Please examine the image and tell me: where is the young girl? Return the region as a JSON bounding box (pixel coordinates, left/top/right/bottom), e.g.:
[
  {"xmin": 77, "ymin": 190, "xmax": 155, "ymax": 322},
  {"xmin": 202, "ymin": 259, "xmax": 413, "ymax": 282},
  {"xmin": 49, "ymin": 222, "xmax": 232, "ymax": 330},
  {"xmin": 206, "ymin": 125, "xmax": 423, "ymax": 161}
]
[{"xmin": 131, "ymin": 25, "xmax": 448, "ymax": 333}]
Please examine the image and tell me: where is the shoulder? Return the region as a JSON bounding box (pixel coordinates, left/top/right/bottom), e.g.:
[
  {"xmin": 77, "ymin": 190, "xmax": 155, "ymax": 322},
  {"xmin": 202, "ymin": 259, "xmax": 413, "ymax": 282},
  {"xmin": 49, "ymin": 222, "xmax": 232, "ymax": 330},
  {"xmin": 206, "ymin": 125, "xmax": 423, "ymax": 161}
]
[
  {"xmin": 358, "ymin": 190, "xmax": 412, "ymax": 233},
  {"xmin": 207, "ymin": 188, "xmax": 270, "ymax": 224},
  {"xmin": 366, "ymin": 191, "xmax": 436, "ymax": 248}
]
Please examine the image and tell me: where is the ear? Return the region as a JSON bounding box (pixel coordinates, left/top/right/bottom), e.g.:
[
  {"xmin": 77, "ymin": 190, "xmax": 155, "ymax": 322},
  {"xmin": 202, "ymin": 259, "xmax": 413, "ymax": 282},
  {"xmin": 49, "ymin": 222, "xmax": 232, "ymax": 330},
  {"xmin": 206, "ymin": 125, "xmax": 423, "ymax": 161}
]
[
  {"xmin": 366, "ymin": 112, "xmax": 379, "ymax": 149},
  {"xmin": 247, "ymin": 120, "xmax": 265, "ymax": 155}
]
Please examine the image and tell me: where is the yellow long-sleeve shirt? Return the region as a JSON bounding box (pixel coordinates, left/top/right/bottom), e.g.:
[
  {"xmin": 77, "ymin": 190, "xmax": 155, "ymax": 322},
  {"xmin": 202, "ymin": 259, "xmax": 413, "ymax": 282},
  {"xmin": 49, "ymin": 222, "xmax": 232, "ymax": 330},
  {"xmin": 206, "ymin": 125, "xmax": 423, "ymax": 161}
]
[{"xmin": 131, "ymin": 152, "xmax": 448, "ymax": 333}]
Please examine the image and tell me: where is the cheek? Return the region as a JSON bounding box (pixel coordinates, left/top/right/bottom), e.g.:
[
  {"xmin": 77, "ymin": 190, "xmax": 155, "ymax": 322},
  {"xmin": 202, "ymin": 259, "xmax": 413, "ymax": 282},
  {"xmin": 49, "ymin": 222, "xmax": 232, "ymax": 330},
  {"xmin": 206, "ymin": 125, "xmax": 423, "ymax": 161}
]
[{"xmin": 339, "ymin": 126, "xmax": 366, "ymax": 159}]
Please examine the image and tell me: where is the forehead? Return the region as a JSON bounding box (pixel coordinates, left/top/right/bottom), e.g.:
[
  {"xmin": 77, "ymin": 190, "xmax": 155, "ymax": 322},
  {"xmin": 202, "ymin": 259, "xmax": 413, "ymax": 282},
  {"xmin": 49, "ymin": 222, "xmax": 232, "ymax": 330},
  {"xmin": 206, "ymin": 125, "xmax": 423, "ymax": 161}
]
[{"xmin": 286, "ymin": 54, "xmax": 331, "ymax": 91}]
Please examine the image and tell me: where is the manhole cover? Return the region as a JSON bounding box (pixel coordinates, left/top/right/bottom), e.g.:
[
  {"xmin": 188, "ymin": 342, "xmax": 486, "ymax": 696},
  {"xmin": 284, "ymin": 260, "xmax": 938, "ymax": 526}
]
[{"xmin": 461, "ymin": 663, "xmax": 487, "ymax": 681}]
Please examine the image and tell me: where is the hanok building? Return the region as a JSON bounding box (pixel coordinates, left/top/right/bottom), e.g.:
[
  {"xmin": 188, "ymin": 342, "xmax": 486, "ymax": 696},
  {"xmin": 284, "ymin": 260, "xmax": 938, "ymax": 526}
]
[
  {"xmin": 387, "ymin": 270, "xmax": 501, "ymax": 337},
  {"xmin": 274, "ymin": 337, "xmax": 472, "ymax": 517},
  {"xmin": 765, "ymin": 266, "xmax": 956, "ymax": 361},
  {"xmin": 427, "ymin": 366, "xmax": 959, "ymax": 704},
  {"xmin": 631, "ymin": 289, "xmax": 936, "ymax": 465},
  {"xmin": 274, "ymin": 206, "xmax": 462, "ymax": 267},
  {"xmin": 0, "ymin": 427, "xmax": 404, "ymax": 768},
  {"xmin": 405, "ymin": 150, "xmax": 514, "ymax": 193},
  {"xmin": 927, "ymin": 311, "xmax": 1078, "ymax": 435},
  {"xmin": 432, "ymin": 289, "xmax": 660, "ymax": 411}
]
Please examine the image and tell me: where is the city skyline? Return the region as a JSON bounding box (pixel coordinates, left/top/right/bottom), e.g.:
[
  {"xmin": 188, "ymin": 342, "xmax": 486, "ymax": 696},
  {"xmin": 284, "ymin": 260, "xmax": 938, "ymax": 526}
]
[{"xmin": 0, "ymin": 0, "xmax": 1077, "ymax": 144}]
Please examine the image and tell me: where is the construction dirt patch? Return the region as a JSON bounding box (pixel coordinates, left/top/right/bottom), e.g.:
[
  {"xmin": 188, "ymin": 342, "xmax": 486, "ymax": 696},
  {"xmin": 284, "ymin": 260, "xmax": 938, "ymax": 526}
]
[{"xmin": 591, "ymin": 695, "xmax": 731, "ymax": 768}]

—————

-- Consigne --
Relevez dans les données ci-dessus toutes les lignes où figure le mot « yellow ».

-- Résultat --
Please examine the image and tell me: where is the yellow long-sleeve shirt? Return the region as a JSON bounding box (pixel coordinates, left/top/right/bottom), e.g.:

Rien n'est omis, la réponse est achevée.